Listed records:
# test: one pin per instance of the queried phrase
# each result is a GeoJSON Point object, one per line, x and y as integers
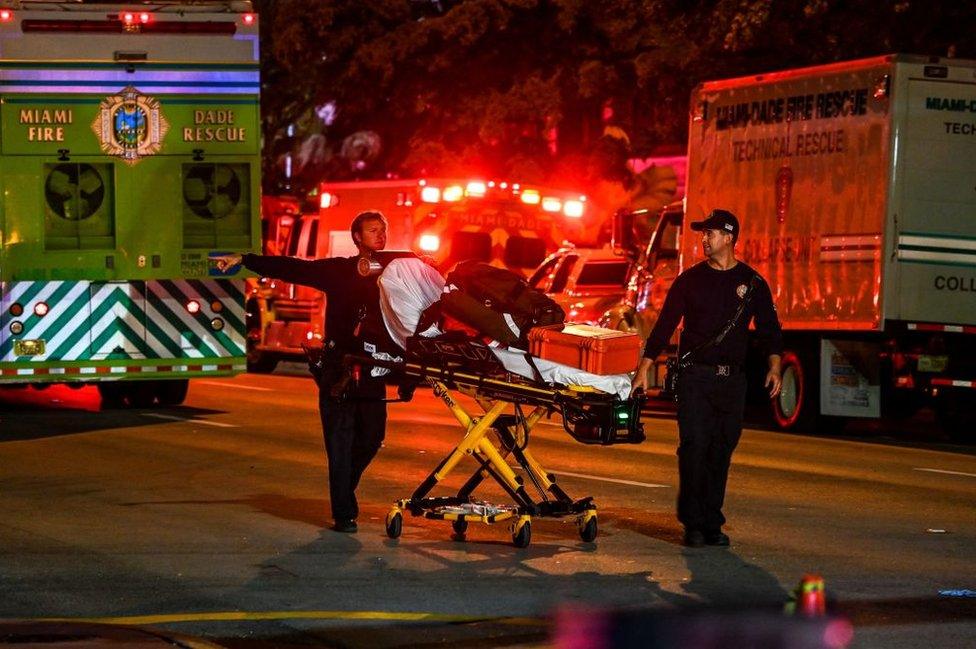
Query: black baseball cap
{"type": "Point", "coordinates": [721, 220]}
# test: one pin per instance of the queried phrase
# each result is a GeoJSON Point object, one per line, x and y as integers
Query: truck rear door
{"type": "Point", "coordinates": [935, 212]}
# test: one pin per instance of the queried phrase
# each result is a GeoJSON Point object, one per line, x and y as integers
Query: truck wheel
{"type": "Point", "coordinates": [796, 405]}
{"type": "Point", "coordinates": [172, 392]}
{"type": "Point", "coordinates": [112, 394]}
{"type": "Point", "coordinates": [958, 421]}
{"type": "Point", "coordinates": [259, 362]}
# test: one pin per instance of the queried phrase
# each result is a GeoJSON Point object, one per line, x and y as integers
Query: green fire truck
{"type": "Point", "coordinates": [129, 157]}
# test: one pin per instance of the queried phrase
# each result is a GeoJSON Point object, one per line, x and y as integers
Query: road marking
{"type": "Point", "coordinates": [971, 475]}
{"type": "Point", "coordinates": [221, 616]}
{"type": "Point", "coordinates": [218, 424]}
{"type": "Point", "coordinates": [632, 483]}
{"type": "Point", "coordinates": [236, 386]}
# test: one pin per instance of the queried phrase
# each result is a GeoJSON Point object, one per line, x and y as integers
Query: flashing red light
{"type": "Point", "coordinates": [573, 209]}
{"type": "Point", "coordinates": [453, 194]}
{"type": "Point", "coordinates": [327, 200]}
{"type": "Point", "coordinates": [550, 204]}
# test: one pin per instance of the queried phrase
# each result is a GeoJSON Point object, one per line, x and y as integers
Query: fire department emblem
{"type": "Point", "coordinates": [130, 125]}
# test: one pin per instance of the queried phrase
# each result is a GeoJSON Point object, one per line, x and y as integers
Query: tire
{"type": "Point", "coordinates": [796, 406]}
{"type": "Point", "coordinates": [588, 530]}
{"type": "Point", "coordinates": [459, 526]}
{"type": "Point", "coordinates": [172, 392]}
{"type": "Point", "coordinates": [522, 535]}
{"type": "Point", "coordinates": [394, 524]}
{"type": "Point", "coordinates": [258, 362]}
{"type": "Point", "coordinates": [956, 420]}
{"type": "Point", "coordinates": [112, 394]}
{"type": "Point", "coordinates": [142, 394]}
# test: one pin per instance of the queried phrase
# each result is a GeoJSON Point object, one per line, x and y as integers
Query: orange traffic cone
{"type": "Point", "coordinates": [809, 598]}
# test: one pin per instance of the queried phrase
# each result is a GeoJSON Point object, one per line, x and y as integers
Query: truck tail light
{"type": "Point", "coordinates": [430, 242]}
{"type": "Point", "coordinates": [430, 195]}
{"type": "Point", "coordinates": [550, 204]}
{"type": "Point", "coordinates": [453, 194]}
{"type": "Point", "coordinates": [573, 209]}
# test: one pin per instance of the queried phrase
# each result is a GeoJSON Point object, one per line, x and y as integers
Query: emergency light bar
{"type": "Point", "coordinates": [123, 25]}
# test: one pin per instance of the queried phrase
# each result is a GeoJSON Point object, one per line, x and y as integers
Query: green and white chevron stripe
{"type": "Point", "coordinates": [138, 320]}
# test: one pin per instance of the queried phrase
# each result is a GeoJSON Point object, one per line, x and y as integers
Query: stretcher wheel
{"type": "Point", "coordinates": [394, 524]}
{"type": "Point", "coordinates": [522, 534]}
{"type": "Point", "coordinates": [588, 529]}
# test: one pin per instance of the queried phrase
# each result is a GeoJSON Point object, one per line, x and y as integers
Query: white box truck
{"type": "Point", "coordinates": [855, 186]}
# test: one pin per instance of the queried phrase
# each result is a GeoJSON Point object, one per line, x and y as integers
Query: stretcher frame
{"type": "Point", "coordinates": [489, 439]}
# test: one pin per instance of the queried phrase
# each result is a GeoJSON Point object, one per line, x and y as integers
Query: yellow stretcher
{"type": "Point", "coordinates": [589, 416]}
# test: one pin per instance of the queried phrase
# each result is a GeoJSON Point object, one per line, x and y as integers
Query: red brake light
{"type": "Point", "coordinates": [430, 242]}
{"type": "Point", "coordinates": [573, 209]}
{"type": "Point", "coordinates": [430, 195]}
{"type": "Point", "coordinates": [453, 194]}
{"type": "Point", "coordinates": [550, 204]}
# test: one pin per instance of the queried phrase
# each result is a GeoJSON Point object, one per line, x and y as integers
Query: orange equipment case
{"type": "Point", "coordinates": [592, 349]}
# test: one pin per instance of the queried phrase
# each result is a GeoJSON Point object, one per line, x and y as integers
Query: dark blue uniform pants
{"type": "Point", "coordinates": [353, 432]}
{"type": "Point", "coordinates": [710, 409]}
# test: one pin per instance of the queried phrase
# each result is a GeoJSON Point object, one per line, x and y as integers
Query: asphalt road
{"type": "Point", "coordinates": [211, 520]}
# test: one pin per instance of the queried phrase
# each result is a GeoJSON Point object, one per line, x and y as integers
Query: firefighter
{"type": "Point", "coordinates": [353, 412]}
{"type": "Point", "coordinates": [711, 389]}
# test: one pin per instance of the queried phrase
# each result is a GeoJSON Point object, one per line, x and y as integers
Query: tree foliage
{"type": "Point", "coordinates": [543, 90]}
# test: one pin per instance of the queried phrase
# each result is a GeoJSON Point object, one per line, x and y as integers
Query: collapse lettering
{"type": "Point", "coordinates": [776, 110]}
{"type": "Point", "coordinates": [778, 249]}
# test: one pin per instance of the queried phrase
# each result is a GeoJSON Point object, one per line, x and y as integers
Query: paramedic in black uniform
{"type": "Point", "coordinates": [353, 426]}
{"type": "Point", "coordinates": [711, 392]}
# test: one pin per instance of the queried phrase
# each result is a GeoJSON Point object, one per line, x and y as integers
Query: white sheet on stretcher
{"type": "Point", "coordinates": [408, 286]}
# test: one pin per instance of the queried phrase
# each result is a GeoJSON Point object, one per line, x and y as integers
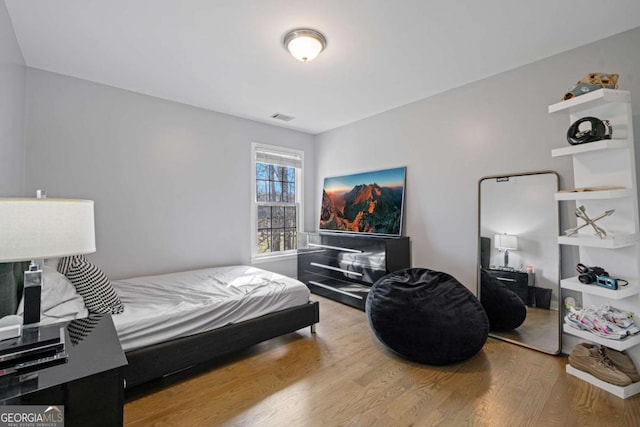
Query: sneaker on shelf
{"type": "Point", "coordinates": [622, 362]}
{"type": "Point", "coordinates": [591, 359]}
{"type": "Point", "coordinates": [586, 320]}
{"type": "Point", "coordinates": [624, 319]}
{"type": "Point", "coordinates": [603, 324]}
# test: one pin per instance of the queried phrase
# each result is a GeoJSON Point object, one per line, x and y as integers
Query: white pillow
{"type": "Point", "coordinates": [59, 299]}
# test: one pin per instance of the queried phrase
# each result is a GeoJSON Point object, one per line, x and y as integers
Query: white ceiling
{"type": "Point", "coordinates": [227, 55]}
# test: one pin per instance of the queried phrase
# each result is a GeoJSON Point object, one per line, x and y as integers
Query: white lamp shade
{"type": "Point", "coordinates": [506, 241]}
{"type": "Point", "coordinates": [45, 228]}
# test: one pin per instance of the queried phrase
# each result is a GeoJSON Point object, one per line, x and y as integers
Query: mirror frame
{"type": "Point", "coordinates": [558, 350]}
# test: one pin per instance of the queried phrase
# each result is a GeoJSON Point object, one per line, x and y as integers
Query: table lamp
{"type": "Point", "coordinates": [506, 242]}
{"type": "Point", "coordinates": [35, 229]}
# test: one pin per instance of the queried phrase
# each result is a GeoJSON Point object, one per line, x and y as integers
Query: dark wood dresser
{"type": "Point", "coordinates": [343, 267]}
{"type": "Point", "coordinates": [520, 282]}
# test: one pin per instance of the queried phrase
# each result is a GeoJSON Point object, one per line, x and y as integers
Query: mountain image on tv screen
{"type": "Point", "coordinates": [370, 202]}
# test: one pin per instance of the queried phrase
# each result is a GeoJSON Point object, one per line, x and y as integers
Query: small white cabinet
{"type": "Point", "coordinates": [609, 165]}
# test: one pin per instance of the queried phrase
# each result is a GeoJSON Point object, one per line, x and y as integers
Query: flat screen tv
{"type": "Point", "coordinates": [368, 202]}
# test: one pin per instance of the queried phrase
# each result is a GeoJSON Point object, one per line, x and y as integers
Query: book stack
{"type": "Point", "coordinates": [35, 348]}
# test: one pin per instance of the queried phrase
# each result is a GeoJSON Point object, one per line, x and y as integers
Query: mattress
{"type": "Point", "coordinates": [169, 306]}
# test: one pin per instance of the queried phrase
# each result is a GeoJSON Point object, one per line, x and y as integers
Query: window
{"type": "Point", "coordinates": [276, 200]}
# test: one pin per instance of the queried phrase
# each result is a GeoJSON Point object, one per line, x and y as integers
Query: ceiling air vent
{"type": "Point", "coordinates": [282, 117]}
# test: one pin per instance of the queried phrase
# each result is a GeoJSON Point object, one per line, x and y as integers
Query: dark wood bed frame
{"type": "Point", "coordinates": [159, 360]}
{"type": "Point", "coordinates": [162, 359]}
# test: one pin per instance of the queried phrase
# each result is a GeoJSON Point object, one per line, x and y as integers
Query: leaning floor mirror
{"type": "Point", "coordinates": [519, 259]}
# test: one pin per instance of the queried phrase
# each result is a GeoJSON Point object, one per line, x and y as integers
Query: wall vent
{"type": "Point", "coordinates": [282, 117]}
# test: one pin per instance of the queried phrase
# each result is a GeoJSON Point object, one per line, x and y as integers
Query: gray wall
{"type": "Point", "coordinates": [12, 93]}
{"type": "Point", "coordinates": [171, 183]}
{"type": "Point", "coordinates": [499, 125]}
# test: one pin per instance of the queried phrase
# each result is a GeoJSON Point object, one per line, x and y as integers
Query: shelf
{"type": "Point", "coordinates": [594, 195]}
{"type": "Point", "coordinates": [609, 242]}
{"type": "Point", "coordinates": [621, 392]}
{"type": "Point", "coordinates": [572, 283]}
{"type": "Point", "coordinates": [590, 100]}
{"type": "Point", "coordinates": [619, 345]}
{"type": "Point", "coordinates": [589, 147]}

Task to carry out:
Pull out every line of the listing above that contains the word "black", and copy each one as it appears.

Response to the task:
Query: black baseball cap
Query: paramedic in black uniform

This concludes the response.